== Excerpted text ==
This all makes for quite a headache. This ColdFusion user defined function (UDF), CSVToArray(), can handle all of that. It can handle embedded field (ex. comma) and record (ex. new line) delimiters as both delimiters and embedded characters. It does this be splitting the entire string on both delimiters and then looping over the tokens. This method has the advantage of not having to check individual characters, which should be faster, but it does have the downside of also having to keep track of the individual delimiters which can be slower.

Keeping track of the delimiters in their own array was a new approach for me. I basically stripped out all the non-delimiter characters from the original string and then got the character array of that string. This put each delimiter into its own array index. This was tremendously helpful because after each token value retrieval, I could easily check to see which delimiter came just before or just after it. While this adds overhead, without this information, I would NEVER have been able to gracefully handle embedded record delimiters.

Ok, so here it the ColdFusion UDF, CSVToArray(), in typical Kinky Solutions "robust commenting for teaching purposes" style:

  
          <cffunction
        
          	name="CSVToArray"
        
          	access="public"
        
          	returntype="array"

== Stored entries ==
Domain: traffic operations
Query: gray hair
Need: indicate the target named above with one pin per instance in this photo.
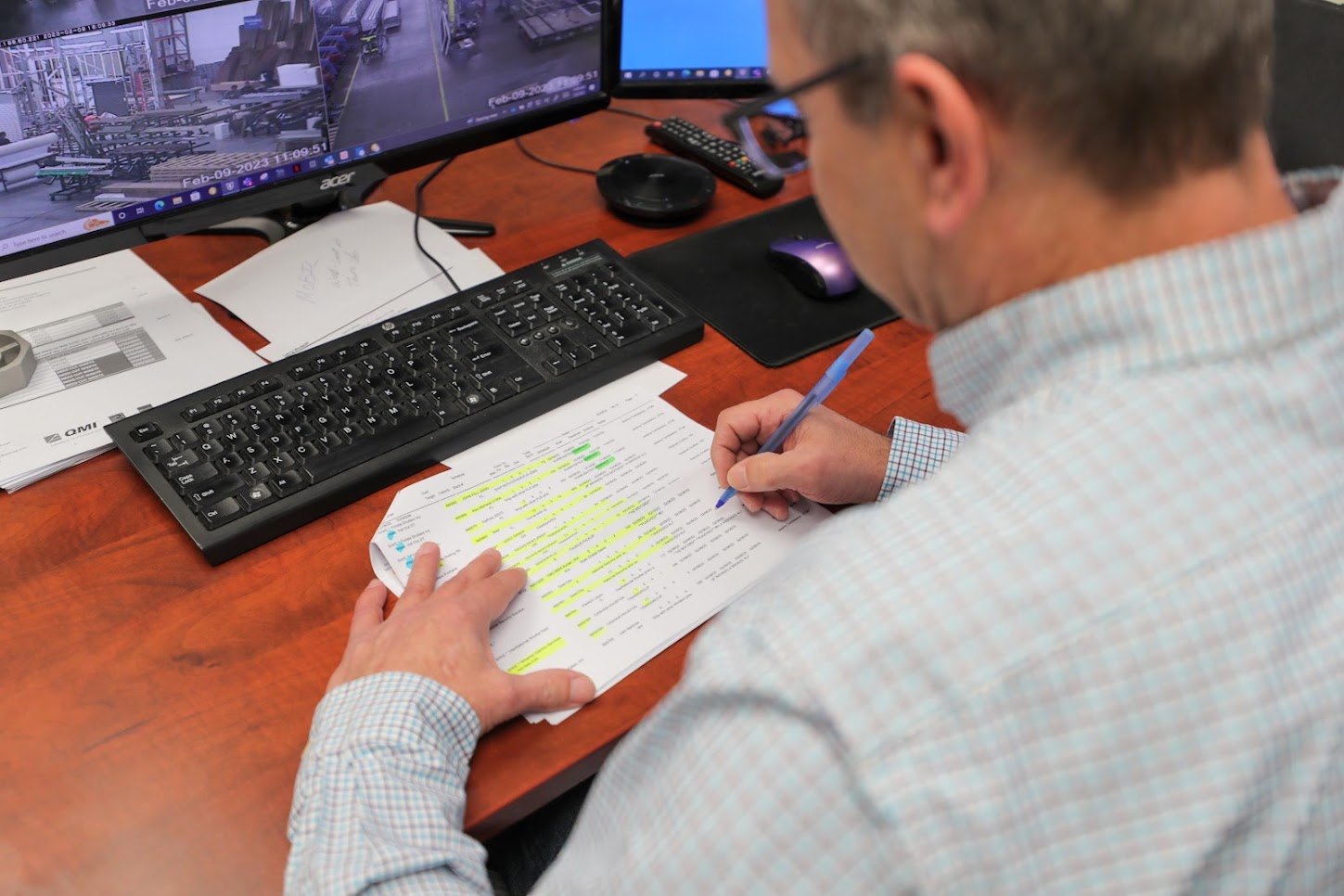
(1131, 92)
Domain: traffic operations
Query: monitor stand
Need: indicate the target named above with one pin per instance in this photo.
(275, 226)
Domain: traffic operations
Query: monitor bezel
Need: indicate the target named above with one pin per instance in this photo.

== Task objective ==
Extract the passage of the CSVToArray text between "Keeping track of" and "embedded record delimiters.", inclusive.

== Response for this exercise ==
Keeping track of the delimiters in their own array was a new approach for me. I basically stripped out all the non-delimiter characters from the original string and then got the character array of that string. This put each delimiter into its own array index. This was tremendously helpful because after each token value retrieval, I could easily check to see which delimiter came just before or just after it. While this adds overhead, without this information, I would NEVER have been able to gracefully handle embedded record delimiters.